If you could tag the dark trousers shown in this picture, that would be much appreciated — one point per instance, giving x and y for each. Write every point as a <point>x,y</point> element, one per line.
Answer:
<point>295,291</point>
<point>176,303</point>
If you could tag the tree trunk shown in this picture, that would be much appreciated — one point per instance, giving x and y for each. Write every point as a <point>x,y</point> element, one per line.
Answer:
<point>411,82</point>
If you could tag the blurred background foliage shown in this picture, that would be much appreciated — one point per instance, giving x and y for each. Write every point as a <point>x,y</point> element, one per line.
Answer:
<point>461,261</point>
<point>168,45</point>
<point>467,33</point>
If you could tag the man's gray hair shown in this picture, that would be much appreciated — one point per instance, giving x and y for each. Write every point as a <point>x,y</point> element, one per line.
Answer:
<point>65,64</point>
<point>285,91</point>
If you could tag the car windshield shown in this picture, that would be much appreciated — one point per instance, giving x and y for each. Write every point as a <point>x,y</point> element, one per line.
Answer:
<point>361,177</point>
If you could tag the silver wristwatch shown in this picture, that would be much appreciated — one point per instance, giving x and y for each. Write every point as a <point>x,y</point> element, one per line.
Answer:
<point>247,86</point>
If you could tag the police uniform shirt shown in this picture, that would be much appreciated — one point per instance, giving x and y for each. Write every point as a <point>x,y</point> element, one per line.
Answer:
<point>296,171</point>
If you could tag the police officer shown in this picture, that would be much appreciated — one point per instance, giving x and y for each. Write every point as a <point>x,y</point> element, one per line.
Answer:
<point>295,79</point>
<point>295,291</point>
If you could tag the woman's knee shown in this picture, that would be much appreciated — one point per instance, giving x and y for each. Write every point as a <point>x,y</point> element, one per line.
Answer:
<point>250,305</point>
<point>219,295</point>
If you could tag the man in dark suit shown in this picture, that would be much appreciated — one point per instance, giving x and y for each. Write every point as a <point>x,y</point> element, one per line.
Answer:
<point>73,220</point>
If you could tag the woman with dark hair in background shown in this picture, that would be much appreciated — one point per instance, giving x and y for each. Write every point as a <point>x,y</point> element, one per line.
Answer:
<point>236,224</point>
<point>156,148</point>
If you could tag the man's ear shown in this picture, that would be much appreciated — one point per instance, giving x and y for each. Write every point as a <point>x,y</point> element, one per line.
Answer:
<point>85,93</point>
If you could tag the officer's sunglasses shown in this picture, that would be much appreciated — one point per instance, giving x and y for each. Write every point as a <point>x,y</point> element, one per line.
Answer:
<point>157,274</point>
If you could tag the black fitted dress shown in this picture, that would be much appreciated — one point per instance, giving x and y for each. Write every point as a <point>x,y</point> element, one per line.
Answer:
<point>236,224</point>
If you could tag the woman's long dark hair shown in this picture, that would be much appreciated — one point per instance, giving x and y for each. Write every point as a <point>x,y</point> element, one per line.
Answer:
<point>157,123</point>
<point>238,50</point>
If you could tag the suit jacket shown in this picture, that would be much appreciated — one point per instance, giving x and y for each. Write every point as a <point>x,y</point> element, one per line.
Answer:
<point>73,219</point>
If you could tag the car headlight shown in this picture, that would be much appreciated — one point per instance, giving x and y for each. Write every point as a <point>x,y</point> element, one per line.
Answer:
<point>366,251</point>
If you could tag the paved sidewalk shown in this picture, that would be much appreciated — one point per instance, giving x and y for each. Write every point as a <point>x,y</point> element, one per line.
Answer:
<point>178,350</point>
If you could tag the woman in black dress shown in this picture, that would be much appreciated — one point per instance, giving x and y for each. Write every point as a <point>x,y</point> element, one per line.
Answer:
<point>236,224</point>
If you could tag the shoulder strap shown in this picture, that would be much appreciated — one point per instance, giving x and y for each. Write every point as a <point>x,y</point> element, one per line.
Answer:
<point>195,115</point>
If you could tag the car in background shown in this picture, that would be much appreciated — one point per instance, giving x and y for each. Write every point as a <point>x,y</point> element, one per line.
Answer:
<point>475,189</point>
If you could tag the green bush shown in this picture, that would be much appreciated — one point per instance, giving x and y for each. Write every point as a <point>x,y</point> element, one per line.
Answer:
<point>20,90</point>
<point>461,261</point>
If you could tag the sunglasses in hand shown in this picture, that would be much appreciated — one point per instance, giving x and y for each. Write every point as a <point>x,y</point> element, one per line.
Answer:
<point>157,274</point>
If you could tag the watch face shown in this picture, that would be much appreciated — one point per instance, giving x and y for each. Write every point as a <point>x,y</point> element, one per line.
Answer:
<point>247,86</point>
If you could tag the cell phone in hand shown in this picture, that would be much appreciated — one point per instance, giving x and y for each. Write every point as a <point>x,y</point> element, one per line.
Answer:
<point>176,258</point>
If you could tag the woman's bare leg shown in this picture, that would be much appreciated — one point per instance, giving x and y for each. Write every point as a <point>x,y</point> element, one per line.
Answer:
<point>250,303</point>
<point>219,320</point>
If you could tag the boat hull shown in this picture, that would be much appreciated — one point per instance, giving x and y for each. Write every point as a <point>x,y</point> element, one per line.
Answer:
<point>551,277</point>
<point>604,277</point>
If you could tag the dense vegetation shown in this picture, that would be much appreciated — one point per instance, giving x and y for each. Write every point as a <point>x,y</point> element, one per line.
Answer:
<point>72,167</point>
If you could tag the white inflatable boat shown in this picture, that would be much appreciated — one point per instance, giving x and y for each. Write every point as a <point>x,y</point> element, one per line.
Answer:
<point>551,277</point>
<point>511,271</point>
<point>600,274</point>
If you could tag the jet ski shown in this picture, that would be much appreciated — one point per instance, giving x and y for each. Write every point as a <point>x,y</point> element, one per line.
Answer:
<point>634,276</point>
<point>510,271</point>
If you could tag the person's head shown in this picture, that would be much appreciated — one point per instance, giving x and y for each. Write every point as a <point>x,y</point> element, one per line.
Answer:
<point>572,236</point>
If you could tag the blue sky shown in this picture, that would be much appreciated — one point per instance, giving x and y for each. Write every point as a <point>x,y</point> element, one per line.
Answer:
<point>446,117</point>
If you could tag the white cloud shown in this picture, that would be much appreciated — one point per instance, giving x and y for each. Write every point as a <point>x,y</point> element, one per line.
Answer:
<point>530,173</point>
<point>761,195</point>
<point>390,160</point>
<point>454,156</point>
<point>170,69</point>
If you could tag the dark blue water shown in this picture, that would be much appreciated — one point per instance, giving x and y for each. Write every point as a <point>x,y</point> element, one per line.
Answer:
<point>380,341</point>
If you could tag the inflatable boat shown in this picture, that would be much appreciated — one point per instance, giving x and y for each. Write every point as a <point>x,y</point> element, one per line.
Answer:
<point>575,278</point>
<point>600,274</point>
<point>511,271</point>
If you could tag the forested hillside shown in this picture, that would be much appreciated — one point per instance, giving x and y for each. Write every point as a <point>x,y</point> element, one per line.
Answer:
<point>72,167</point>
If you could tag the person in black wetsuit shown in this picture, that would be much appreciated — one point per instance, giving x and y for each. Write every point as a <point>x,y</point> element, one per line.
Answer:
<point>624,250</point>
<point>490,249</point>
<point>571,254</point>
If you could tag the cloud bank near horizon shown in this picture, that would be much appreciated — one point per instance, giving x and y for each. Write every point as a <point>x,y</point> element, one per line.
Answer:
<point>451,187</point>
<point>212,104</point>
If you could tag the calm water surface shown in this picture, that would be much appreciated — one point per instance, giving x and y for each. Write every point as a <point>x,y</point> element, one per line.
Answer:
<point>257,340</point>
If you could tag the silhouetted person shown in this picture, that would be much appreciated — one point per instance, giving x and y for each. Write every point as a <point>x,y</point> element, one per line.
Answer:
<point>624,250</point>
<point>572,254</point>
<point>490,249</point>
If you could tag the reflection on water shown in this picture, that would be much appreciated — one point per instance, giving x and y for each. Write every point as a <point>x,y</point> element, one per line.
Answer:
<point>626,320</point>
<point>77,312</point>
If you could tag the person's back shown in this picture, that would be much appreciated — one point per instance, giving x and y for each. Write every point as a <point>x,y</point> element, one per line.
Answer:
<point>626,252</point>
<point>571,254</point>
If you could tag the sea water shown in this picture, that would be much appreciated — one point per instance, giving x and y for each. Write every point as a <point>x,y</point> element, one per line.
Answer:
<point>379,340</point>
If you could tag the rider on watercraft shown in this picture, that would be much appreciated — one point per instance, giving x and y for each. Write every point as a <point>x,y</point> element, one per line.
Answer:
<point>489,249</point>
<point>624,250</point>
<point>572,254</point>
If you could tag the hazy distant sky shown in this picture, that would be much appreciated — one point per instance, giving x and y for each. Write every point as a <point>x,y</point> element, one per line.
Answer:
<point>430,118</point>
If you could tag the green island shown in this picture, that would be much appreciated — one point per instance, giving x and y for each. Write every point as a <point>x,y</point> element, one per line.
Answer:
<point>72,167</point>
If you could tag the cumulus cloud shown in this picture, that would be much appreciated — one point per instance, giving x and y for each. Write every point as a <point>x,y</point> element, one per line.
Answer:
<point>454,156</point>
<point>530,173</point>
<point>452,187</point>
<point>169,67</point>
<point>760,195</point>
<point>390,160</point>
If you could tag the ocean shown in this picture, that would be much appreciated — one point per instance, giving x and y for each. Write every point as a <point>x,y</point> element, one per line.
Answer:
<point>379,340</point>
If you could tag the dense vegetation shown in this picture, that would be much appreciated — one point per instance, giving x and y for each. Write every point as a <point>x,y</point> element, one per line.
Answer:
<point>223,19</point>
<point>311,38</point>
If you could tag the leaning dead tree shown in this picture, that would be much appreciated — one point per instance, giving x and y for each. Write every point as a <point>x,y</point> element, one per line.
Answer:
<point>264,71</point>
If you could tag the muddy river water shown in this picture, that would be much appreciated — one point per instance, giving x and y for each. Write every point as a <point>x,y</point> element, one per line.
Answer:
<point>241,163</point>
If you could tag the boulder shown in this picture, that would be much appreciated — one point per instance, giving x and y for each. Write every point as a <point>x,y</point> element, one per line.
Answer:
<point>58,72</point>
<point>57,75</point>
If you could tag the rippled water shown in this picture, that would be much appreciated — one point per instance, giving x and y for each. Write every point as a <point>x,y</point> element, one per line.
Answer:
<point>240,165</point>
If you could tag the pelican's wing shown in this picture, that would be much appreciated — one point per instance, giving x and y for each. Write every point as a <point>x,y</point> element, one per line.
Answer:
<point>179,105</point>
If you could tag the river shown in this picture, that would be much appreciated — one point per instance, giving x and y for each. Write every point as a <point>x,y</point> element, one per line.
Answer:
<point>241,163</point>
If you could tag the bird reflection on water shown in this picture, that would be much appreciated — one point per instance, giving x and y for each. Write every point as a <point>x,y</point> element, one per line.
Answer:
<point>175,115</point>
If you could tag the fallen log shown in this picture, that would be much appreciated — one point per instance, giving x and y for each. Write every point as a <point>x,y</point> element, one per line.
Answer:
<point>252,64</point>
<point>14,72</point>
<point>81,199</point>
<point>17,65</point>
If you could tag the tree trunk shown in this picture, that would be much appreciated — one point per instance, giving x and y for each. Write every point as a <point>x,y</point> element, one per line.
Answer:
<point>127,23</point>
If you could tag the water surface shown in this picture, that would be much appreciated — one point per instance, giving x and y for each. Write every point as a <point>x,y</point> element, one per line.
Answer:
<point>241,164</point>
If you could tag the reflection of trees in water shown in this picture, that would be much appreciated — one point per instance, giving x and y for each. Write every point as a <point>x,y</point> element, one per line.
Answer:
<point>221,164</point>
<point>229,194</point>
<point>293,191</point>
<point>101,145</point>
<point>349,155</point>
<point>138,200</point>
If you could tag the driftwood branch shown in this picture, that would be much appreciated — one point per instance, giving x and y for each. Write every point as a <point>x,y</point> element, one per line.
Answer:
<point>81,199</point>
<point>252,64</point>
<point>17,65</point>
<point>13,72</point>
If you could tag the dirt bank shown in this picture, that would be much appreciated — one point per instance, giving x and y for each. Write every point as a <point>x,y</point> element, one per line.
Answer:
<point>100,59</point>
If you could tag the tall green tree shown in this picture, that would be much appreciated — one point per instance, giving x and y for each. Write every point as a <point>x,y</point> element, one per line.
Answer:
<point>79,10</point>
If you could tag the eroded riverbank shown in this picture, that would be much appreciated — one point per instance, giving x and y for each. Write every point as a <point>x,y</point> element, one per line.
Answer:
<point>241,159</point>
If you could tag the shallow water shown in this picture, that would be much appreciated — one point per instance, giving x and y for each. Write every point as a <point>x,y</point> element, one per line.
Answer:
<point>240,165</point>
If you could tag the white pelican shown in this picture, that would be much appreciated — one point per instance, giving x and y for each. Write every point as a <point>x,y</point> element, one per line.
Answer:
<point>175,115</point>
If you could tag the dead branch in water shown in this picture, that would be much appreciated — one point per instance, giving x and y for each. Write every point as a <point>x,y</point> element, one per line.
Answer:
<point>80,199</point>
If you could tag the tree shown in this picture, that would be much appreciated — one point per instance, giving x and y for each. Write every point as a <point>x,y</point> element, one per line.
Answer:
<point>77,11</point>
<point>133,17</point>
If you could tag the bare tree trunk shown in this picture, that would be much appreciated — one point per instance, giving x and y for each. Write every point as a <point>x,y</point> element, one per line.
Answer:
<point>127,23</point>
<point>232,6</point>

+---+

# [Exercise task]
Please write out the rows above again, from the start through the line holding "<point>467,33</point>", inclusive. Add -109 to every x and y coordinate in the answers, and keep the requests as they are.

# [Written solution]
If you could tag the dark trousers shown in this picture, that would be much appreciated — one point per instance, giving x and y for each. Write every point as a <point>x,y</point> element, one per line.
Answer:
<point>186,182</point>
<point>67,194</point>
If you could tag the tree trunk shown in this picture, that would be much appreciated — one point per instance, giving x and y for each. Write every point as a <point>x,y</point> element, one per line.
Answer:
<point>302,-27</point>
If you could tag the blurred background foliage shown in this picture, that would be much appreciated — one point per instance, giving x and y for each. Write every point as a <point>x,y</point> element, one per line.
Answer:
<point>352,152</point>
<point>59,-64</point>
<point>358,-76</point>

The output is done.